WHAT IS EXPECTED: The records that follow are to be repeated exactly, with no pictures carried over.

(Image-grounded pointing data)
···

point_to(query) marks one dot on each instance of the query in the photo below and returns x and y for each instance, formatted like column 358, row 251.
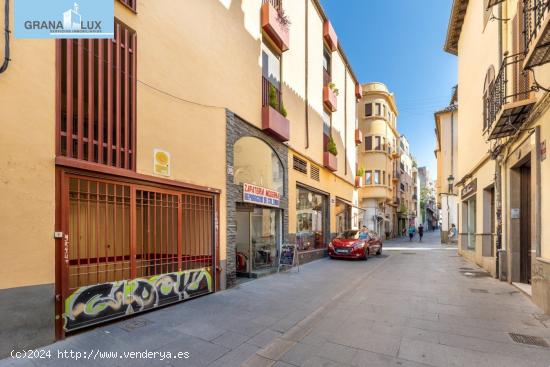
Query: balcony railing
column 266, row 86
column 277, row 4
column 537, row 32
column 509, row 99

···

ANSWER SECTION:
point_to(query) marks one dot on each instance of the query in the photo below and returns x and y for each instance, formatted like column 358, row 251.
Query: balcony railing
column 266, row 86
column 277, row 4
column 537, row 32
column 509, row 99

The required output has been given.